> _TASK GOAL_
Every record must appear in your copy exactly as written, with no pictures.

(Records of labeled points)

■ ■ ■ ■

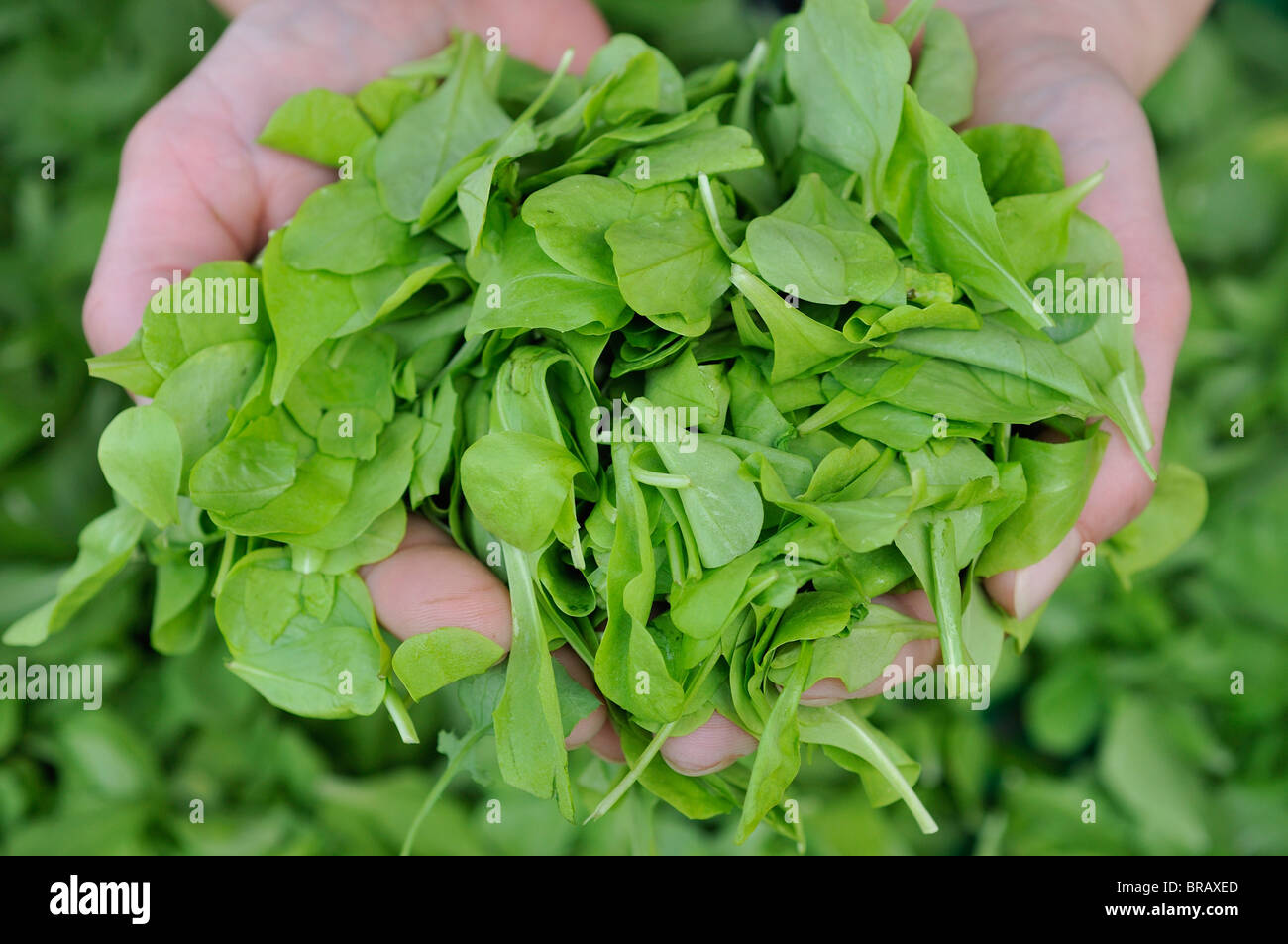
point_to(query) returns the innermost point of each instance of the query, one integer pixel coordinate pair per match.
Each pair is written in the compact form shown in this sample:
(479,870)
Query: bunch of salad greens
(700,365)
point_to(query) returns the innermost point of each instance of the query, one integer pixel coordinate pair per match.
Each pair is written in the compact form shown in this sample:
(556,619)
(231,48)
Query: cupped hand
(194,185)
(1035,67)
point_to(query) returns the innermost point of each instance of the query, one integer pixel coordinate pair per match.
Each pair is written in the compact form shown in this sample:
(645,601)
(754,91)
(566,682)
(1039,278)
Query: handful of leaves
(700,365)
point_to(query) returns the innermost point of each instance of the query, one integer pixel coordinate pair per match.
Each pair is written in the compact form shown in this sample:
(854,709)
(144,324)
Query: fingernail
(1035,582)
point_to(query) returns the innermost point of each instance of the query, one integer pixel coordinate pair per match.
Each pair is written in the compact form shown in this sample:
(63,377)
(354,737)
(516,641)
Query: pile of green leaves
(798,249)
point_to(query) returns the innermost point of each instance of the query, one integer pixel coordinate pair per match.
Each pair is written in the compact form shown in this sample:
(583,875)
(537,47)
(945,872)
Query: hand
(194,187)
(1034,71)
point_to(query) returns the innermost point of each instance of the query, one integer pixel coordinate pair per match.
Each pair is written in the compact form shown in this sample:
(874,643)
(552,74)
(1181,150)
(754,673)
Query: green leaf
(1172,517)
(516,484)
(142,458)
(1059,478)
(945,69)
(429,661)
(935,193)
(670,264)
(346,230)
(430,137)
(320,125)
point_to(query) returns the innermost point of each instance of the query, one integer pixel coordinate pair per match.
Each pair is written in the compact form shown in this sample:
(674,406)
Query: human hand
(1033,69)
(196,187)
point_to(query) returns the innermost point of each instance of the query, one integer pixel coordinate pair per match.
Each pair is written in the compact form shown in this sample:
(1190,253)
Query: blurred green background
(1124,695)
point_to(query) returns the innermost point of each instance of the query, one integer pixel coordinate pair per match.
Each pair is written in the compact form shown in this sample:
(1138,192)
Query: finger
(711,747)
(1099,124)
(589,726)
(918,653)
(606,745)
(194,185)
(429,582)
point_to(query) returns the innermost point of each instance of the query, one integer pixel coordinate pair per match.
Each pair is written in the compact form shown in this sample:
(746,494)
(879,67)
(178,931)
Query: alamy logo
(206,295)
(645,424)
(1073,295)
(75,896)
(38,682)
(941,682)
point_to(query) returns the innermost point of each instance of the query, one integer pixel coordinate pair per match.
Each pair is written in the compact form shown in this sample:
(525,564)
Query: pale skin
(194,187)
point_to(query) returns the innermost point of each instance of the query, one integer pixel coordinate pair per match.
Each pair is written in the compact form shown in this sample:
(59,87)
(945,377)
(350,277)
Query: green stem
(634,773)
(226,562)
(454,764)
(398,713)
(948,590)
(645,758)
(708,201)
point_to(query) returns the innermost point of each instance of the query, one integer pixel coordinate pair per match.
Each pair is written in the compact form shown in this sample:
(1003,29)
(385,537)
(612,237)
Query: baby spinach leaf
(526,288)
(104,546)
(305,309)
(669,264)
(518,484)
(802,346)
(323,127)
(432,136)
(1059,478)
(841,726)
(778,752)
(709,151)
(935,193)
(848,77)
(1016,159)
(320,664)
(945,71)
(429,661)
(346,230)
(205,390)
(142,458)
(1171,518)
(529,739)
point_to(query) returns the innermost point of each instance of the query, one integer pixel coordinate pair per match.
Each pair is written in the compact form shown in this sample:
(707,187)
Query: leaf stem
(454,764)
(708,201)
(634,773)
(397,710)
(226,562)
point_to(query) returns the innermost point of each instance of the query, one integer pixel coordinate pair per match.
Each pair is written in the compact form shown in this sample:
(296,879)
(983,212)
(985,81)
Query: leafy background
(1122,698)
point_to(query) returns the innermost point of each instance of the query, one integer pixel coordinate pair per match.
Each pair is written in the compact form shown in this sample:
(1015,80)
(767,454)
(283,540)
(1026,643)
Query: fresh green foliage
(494,321)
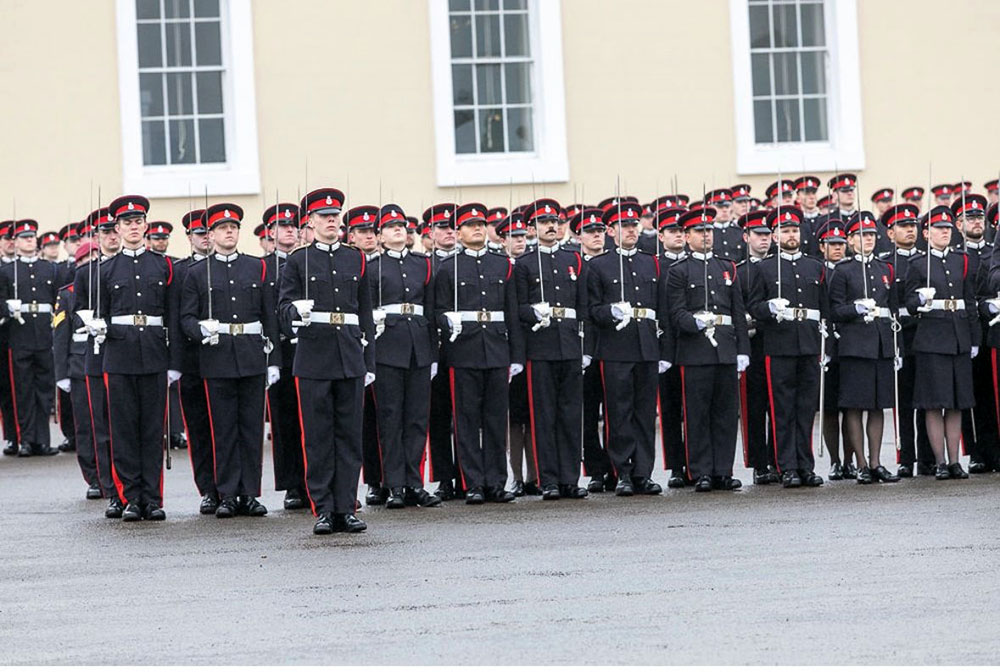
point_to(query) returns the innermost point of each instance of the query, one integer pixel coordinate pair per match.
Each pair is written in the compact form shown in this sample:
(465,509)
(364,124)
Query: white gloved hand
(742,362)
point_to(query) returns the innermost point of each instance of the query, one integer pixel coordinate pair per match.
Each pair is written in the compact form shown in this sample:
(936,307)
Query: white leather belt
(403,309)
(240,328)
(950,305)
(138,320)
(481,315)
(334,318)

■ ■ ■ ■

> _EXPECTED ANSWER_
point_to(query) returns the innermost point of each instance of the query, one integer pixel coordinate pair per match.
Each pair is written in the compact form shown in this sample:
(479,870)
Query: bunch of salad greens
(700,365)
point_to(query) returns the innermost point of each instance of the query, one integer pixel coordinate pair per match.
Each pair is written in the compact form shown in this sample:
(556,619)
(231,48)
Query: cupped hand
(194,185)
(1035,67)
point_to(query) returns the innermost point of each instance of the query, one integer pixel coordinate pair per match.
Each pair is written in the compact form shown in this sample:
(645,601)
(754,91)
(566,682)
(1039,278)
Query: handful of leaves
(700,365)
point_to(query) returns the innermost point of each instance of the query, one integer pixel coordinate pair per match.
Each pair is written in the compact form shown in this sample:
(854,709)
(144,324)
Query: fingernail
(1035,582)
point_to(query) returns the innermost point of each instance of the query, one integer pixel coordinate pair per match.
Each pair is written in the compact form shown in this sample:
(63,377)
(354,737)
(516,641)
Query: pile of green leaves
(798,249)
point_to(query) returns the innermost point of each instance of the query, one integer pixel coordinate pair per match.
Each pair is written in the compact form shown in this sample:
(583,875)
(537,47)
(945,872)
Query: hand
(194,187)
(1034,71)
point_to(query) returns the innermost point of each instance of the query, one integer pixel coordinate pair per match.
Each pair is written in the compact form shown in this sample:
(874,643)
(552,74)
(1181,150)
(754,673)
Query: green leaf
(1172,517)
(516,484)
(142,458)
(1059,478)
(945,69)
(429,661)
(935,193)
(670,264)
(346,230)
(430,137)
(320,125)
point_to(query) returns the innermost point of each instance of the query, one integer pixel coordinate pair per match.
Each pair is written in the compact form shown in this sample:
(674,406)
Query: human hand
(1033,69)
(196,187)
point_to(query) returns the innermost point of each instance of the query, one integer pixel coordinate pair per match.
Each pair is written in the compact form shown in this sample:
(1190,253)
Query: blurred green background
(1124,695)
point_to(query) returns the innermost point of each instance of the query, one integer pixel coordinate pair per match.
Each pair is written in the compact form shown in this sample:
(1138,192)
Query: finger
(711,747)
(1099,124)
(589,726)
(918,653)
(606,745)
(194,185)
(429,582)
point_to(query) returns the innermost point of each instance of the query, one integer pixel coordinate pair per match.
Each pair is written in the compact form shown in this sample:
(746,494)
(879,67)
(178,931)
Query: alamy logo
(206,295)
(645,424)
(1073,295)
(75,896)
(38,682)
(941,682)
point_to(query) returns the innermost point of each instance of the query, one integer pixel coordinate pair per match.
Each pair is written in the compact form shown in this sample:
(525,564)
Query: pale skin
(194,187)
point_to(query) returns the innermost point of each instance of the query, one integer pixel coordinate pair per match.
Each pair is written in the compact form shown in this sample:
(59,87)
(945,377)
(350,277)
Query: green stem
(634,773)
(226,562)
(454,764)
(398,713)
(948,590)
(645,758)
(708,201)
point_to(query) returns the innermost point of each instance of the query, one integer pixel coordinate pair per match.
Each pair is written in the compact form shown in this sample:
(1003,29)
(385,537)
(612,237)
Query: baby spinach leaf
(526,288)
(104,546)
(305,309)
(669,264)
(518,484)
(802,346)
(323,127)
(432,136)
(1059,478)
(841,726)
(778,752)
(709,151)
(935,193)
(848,77)
(1016,159)
(320,664)
(945,71)
(429,661)
(346,230)
(205,390)
(142,458)
(1171,518)
(529,739)
point_to(query) returns the innermost point of each instance of the query, one integer pixel coordinate pair per match.
Each pair is written in the compact form shown in this sample:
(707,187)
Query: leaf stem
(454,764)
(708,201)
(634,773)
(397,710)
(226,562)
point_to(query) returns the innermost point of each instance of the query, one integer pixel coordinate pair per match.
Each pair is written in the compact form shown in this sample:
(296,879)
(983,212)
(985,81)
Query: leafy background
(1122,698)
point_to(query) returns the innermost point of each instance of the query, one integer pixel coordinate pair per match.
Each pair is written in the compact form shown in this sample:
(1015,80)
(767,454)
(283,540)
(1026,643)
Query: fresh green foliage
(494,321)
point_to(query) returns the innermost point of each instance of the query, one integer pixel coordinate pair per match.
Each pair is written in the compact form shown in this sample:
(465,509)
(364,124)
Query: white gloved hand
(742,362)
point_to(query) returns the innermost point of each instance of the query, one integer pixel coordinate pair per match.
Each pair is written in the compact form shown in this sample:
(936,307)
Query: white leather belt
(403,309)
(240,328)
(950,305)
(138,320)
(481,315)
(334,318)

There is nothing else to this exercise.